◆ **What you need to do**:
1. Summarize the text on running WASM with Bacalhau in two sentences.
2. List every programming language that the text on running WASM with Bacalhau names as one that can be compiled to WASM.
3. Translate this sentence from the text on running WASM with Bacalhau into Spanish: "If we choose the first option, Bacalhau will automatically upload the cat.wasm file to IPFS and then run the job against that IPFS CID."

◆ **Document text**:
⟨
First of all, we would compile the Rust code above and turn it into WASM bytecode, at each point we have a few options to run it:

run Bacalhau directly against the local “cat.wasm” file we just compiled
upload the “cat.wasm” file to IPFS, and then run Bacalhau against the IPFS CID

If we choose the first option, Bacalhau will automatically upload the cat.wasm file to IPFS and then run the job against that IPFS CID.

We can use the “bacalhau wasm run” command to do either of these:

bacalhau wasm run \
    {cid-of-wasm | <local.wasm>} \
    [--entry-point <string>] \
    [wasm-args ...] [flags]

The “--entry-point” flag is the function's name to call in the WASM workload, and the additional arguments are passed to the WASM workload as arguments.

Because you can compile code written in Rust, C, C++, Go, etc. to WASM, it opens up some interesting use cases.
⟩
◆ **Material provided**:
⟨
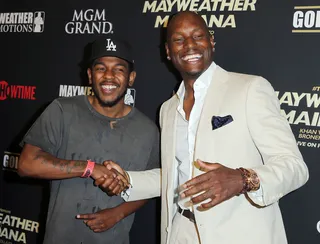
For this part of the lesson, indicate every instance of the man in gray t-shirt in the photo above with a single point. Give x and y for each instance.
⟩
◆ **Results for the exercise**:
1. Rust code is compiled into WASM bytecode, and Bacalhau can run it either from the local cat.wasm file, which it then uploads to IPFS automatically, or from an IPFS CID after the file has been uploaded. The "bacalhau wasm run" command handles both options, with an "--entry-point" flag naming the function to call and any additional arguments passed to the WASM workload.

2. Rust, C, C++, Go

3. Si elegimos la primera opción, Bacalhau subirá automáticamente el archivo cat.wasm a IPFS y luego ejecutará el trabajo sobre ese CID de IPFS.